Texto de lectura |
* * * * * * * * *

Usaré el pasado. Pasado inmediato, Corona-pasado. Durante los últimos veinte años me dediqué a escribir crónicas de viajes en diarios y revistas. Viajaba por el mundo y volvía con historias. Formaba parte del turismo, un negocio millonario en millones de personas y de dólares. De Mongolia a Vietnam y de Dinamarca a Laos, conozco más de sesenta países. Escribía para entusiasmar a otros a salir a andar. Me pagaban por viajar adonde otros pagaban para ir. Tuve el mejor trabajo del mundo. Tuve. Uso el pasado porque la base del cronista de viajes es estar ahí y eso hoy no es posible.
Hace un tiempo escribí sobre el turismo como una bestia omnívora, un Alien de película capaz de alimentarse hasta de guerras, favelas, cementerios y catástrofes naturales. Un engendro voraz que se recuperaba de todo, donde fuera. De un atentado en Nueva York, de una balacera en Cancún, del escape de un reactor nuclear en Chernobyl, de un terremoto en Santiago de Chile, del Tsunami en Phuket. Caían las reservas durante algunas semanas y, luego, cada lugar regresaba al ocio. Sombrero Panamá, camisa hawaiana y frozen daiquiri. Turismo para todes. Turismo las 24 horas. Turismo prêt-à-porter.
Con la pandemia el mundo volvió a ser lejano como cuando no existían los aviones. Igual que Icaro, el turismo cayó desde lo más alto. Probablemente también se recupere del Covid-19, pero esta vez es distinto. Algo cambió para siempre. Esta vez, la bestia yace en el piso, herida y con graves dificultades para respirar.
Cuando despierte, si lo hace, será otra cosa. Como en las series, hay final abierto. Mientras tanto, en el limbo gelatinoso de la cuarentena, quedan la memoria del viaje –todavía no implantada como en El vengador del futuro– y la imaginación. Sobre eso podría empezar a escribir.

* * * * * * * * *

Material recopilado |
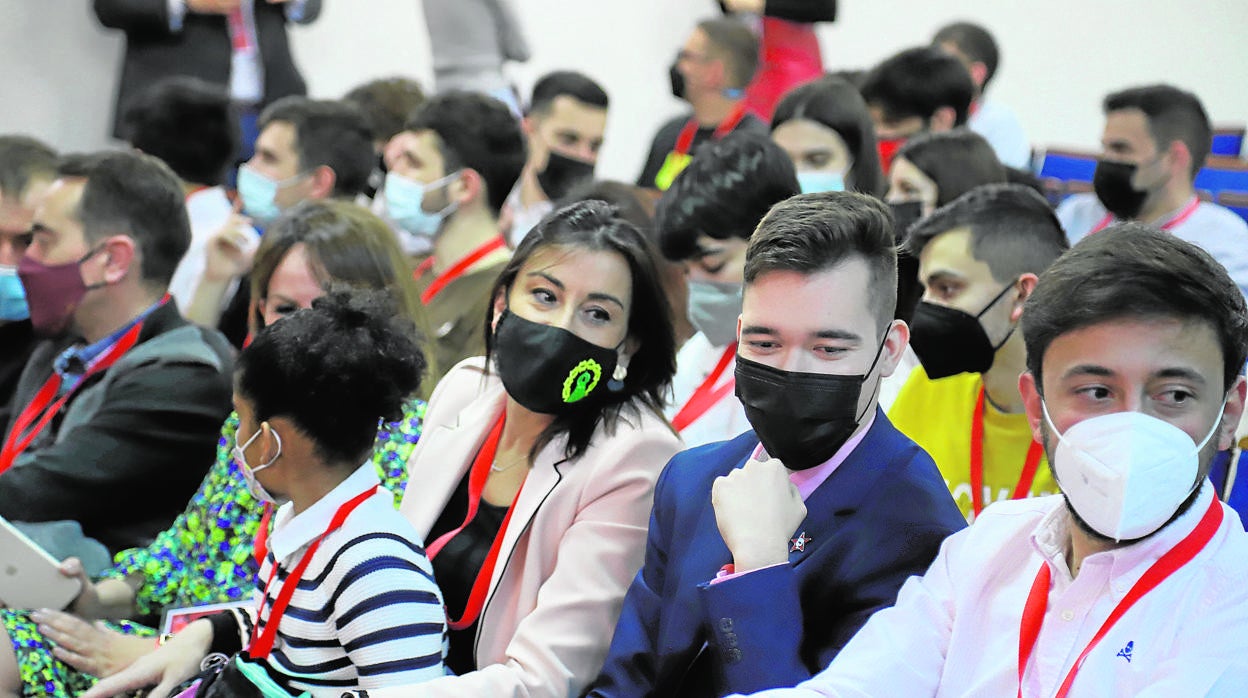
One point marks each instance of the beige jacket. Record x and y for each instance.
(575, 541)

* * * * * * * * *

Por hacer |
[a] En el texto sobre el turismo, ¿cuántos países dice conocer quien escribe?
[b] Indica, por favor, si cada afirmación coincide con el texto sobre el turismo. Responde sí o no y cita las palabras exactas que lo deciden.
(i) Quien escribe cobraba por viajar a lugares adonde otros pagaban por ir.
(ii) El texto afirma que el turismo nunca se recuperará del Covid-19.
(iii) Después de una catástrofe, las reservas caían durante varios años.

Lista de respuestas |
[a] Más de sesenta países.

[b]
(i) Sí: "Me pagaban por viajar adonde otros pagaban para ir."
(ii) No: "Probablemente también se recupere del Covid-19, pero esta vez es distinto."
(iii) No: "Caían las reservas durante algunas semanas y, luego, cada lugar regresaba al ocio."